Reproduce all of the entries below exactly, without images.
+ + +
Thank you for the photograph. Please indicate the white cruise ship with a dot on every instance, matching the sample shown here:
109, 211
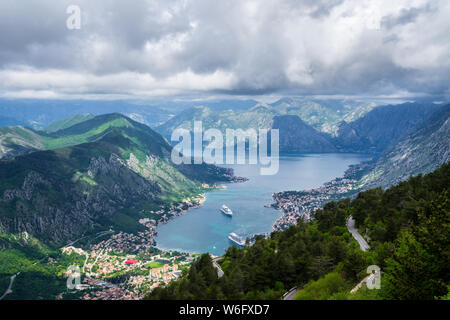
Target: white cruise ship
227, 211
236, 239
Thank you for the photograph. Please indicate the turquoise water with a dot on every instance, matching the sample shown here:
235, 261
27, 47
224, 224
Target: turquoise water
206, 229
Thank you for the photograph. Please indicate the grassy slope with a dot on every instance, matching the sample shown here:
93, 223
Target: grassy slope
68, 122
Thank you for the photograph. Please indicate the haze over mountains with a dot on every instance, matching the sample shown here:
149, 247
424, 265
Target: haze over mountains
103, 163
97, 174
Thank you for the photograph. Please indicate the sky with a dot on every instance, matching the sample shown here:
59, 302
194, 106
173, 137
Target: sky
243, 48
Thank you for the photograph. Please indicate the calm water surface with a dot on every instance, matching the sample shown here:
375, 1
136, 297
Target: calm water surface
206, 229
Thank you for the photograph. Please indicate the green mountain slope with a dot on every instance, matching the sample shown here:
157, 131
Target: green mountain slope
383, 126
408, 226
122, 173
323, 116
296, 136
68, 122
421, 151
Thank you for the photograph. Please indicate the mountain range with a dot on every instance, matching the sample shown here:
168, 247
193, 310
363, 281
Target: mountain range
421, 151
101, 173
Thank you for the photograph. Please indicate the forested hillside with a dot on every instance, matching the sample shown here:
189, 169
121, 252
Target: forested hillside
409, 230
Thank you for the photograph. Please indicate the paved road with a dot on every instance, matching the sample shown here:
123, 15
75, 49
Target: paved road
220, 272
11, 281
361, 241
290, 295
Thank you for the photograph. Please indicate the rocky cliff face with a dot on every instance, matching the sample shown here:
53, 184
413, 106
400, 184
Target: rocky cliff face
59, 195
60, 209
420, 152
382, 127
296, 136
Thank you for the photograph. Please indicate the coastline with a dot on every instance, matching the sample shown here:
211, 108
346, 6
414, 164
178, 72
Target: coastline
301, 204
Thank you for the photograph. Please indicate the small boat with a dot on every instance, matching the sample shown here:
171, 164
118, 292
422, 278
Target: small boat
236, 239
227, 211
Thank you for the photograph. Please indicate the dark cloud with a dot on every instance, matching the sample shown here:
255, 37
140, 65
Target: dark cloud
247, 47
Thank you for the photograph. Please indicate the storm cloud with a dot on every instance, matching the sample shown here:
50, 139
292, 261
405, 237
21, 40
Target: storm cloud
164, 48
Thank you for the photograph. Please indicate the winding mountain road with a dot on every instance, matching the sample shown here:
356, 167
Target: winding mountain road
11, 281
359, 238
220, 272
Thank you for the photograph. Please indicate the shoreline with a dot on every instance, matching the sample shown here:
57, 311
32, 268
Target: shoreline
300, 204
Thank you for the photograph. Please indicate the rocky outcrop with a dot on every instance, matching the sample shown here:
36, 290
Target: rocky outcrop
296, 136
59, 210
420, 152
382, 127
+ + +
Task result >>
Thank you for the photograph. Please indicate the white cruise ship with a dot on every instance, matching the sample shown here:
109, 211
Target: white cruise ship
227, 211
236, 239
Thank you for the photograph. Please indicate the turquoise water with a dot on every instance, matching the sample shown here:
235, 261
27, 47
224, 224
Target: turquoise water
206, 229
Thank you for the photograph. Please indicate the grassy slope with a dot on every instance, matching the sample shown here:
93, 223
Target: grassy slope
68, 122
Thank you for the photograph. Please indicate the haze over mountains with a dot on every instance, matching the sample shown here:
149, 247
424, 265
Target: haze over mountains
103, 163
97, 174
Thank you for the photograph. Please indicate the sky with a dot on every instance, matching the sample shown here:
59, 302
194, 106
173, 137
Target: sky
243, 48
Thank you for the photograph. Please indicate the calm water surface with a dot on every instance, matching the sample shown here:
375, 1
136, 297
Target: calm water surface
206, 229
Thank you for the photograph. Please indicate the green mountain slope with a dot on every instance, matching the sample shown here:
157, 131
Target: green mountain slope
383, 126
408, 226
122, 173
323, 116
296, 136
68, 122
421, 151
Thank you for the photograph. Please indicate the mountain range with a dot on every instance, matching the sample shown here:
168, 247
193, 310
363, 281
Target: mountain range
421, 151
101, 173
Thank you for the photograph. Please indicate the forested hillside with a dot on every instance, matching the sample shown here:
189, 169
121, 252
Target: forested hillside
409, 230
Thank you for the photograph. Please indicate the paved road with a dot on every instance, matching the sample shown here:
123, 15
75, 49
Target: paved road
220, 272
11, 281
361, 241
290, 295
Thank you for the photograph. Please indicate the rocky cliff face with a dot on every instance, matching the sample shown here:
53, 184
413, 106
400, 184
Target: rocky cliff face
59, 195
60, 209
420, 152
382, 127
296, 136
Thank you for the photograph. Please indicate the coastline with a dot on every instance, matching the sample shown here:
211, 108
346, 6
414, 164
178, 72
Target: coastline
301, 204
Thank you for the photograph. Please indicate the small boat with a dot on every instance, matching the sample shown here:
171, 164
118, 292
422, 278
Target: small boat
236, 239
227, 211
Thank you for the photograph. Please indicate the dark cloud with a dot on every instance, matching the sample shown here:
255, 37
140, 65
Target: dark cloud
247, 47
Thank you for the photograph. Please indicate the storm cloud with a dot on every instance, matching the sample shown here:
50, 139
292, 261
405, 237
21, 40
Target: storm cloud
164, 48
Thank you for the photograph. Please indicate the winding mountain road with a dot on every instance, matching the sample shown here:
356, 167
Target: winding mountain road
11, 281
359, 238
220, 272
Thank you for the photograph. Please indicate the shoreline with a dot on every instance, matching the sample shown here:
57, 311
32, 268
Target: shoreline
300, 204
Thank you for the photograph. Please indicate the rocky outcrop with a dot on every instance, matching the sample shown here:
36, 290
Target: rocky outcrop
296, 136
59, 210
420, 152
382, 127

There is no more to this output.